> **Aim**
Present every line of the listing below as a numbered list, skipping any blank lines.

--*--

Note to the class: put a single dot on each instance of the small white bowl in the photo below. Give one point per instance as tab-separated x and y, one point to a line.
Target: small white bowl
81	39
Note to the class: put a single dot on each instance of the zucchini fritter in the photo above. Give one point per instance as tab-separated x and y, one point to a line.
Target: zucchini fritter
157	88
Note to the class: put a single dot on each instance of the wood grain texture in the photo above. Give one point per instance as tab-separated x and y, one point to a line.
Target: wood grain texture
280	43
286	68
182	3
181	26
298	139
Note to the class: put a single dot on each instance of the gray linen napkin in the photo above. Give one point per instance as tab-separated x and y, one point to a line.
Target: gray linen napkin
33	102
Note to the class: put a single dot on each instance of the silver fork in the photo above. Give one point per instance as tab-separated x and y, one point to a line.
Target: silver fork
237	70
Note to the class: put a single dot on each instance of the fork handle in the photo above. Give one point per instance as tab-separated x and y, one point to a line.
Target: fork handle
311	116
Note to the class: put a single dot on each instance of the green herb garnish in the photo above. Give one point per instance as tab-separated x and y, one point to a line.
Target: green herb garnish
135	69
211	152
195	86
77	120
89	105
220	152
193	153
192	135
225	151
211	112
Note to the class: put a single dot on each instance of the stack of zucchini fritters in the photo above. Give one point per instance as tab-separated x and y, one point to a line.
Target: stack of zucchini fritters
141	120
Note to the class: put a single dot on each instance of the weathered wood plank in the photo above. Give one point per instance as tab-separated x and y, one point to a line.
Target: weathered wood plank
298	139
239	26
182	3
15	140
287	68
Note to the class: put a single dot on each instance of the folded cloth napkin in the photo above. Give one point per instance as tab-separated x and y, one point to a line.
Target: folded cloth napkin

--*--

> **Exercise answer**
1. Note to the class: put a single dot on each instance of the small white bowl in the photo below. Give one point per instance as tab-separated x and y, one point to a line.
2. Target: small white bowl
3. 81	39
4. Note to the class: put a single dot on each instance of the zucchini fritter in the photo above. Give one point per instance as tab-separated x and y, one point to a line.
5. Target: zucchini fritter
6. 157	88
7. Note to the class: put a single dot on each instance of the wood grain texture in the photo above. Give one point per instance as tab-separated x and y, one point to a line.
8. Target: wood grain texture
9. 280	43
10. 286	68
11. 182	3
12. 181	26
13. 298	139
14. Note to the class: put a single dot on each instance of the gray linen napkin in the photo above. Give one point per instance as tab-separated x and y, one point to a line.
15. Target: gray linen napkin
16. 33	102
17. Note to the class: put a single dot on each instance of the silver fork in the photo above. Give one point per instance as tab-separated x and y, one point to a line.
18. Target: silver fork
19. 237	70
20. Note to the class: put a single dot on each instance of the fork handle in the photo above. Give one point per instance as tab-separated x and y, one point to a line.
21. Target: fork handle
22. 311	116
23. Note to the class: put a single dot on each instance of the green herb garnish in the photo above. Give one point per instance as tab-separated x and y, one point to a line.
24. Target: green herb garnish
25. 135	69
26. 211	152
27. 195	86
28. 77	120
29. 89	105
30. 220	152
31. 193	153
32. 192	135
33. 225	151
34. 211	112
35. Note to the class: put a single dot on each instance of the stack of zucchini fritters in the photo above. Give one point per instance as tab-separated x and y, one point to a line.
36. Target: stack of zucchini fritters
37. 141	120
38. Note to the class: put a single dot on each instance of the weathered wood plank in the photo above. Give one point per instance as tab-separated x and y, one point to a line.
39. Target: weathered wood plank
40. 298	139
41. 239	26
42. 182	3
43. 15	140
44. 287	68
45. Note to the class: put a single dot on each instance of the folded cloth napkin in the photo above. Give one point per instance as tab-separated x and y, one point to a line.
46. Target: folded cloth napkin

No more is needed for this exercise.